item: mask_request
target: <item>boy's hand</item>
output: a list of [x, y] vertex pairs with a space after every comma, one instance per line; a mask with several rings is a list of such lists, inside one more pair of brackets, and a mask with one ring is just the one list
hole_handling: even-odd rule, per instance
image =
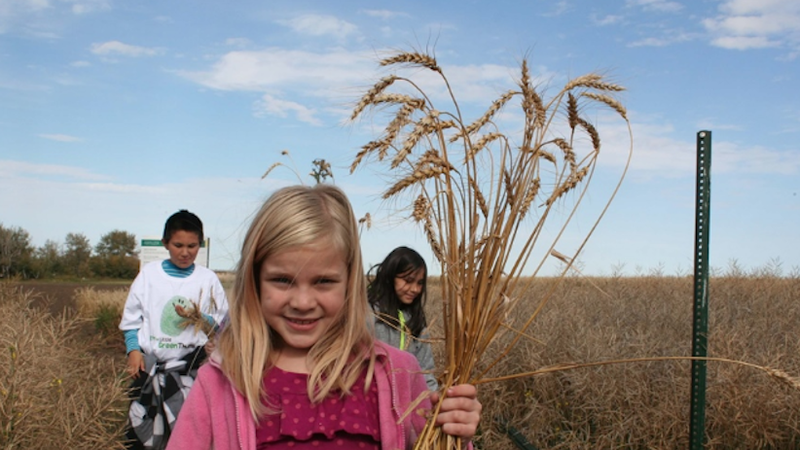
[[139, 350], [128, 353], [128, 364], [125, 369], [134, 380], [139, 378], [139, 371], [144, 372], [144, 355]]
[[184, 319], [189, 318], [189, 311], [186, 311], [186, 308], [184, 308], [181, 305], [175, 305], [175, 312], [178, 313], [178, 315], [183, 317]]
[[[439, 401], [439, 393], [431, 395], [431, 402]], [[469, 441], [478, 430], [483, 406], [478, 401], [478, 390], [471, 384], [459, 384], [447, 390], [436, 424], [445, 433]]]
·····
Directions for this task:
Rewrite all the records with "boy's hand" replaced by "child's hand", keeping everything else unchanged and omitting the pictures.

Task response:
item: mask_request
target: <item>child's hand</item>
output: a list of [x, y] vertex pairs with a space after every comma, one instance per line; a mask with several rings is a list of such lists, inside one more pair of brackets, and a mask with one ring is just the one list
hole_handling: even-odd rule, per instance
image =
[[139, 350], [128, 353], [128, 364], [125, 369], [134, 380], [139, 378], [139, 371], [144, 372], [144, 355]]
[[184, 319], [189, 318], [189, 311], [186, 311], [186, 308], [184, 308], [181, 305], [175, 305], [175, 312], [178, 313], [178, 315], [183, 317]]
[[[439, 401], [439, 393], [431, 395], [431, 402]], [[469, 441], [478, 430], [483, 406], [478, 401], [478, 390], [471, 384], [459, 384], [447, 390], [436, 424], [445, 433]]]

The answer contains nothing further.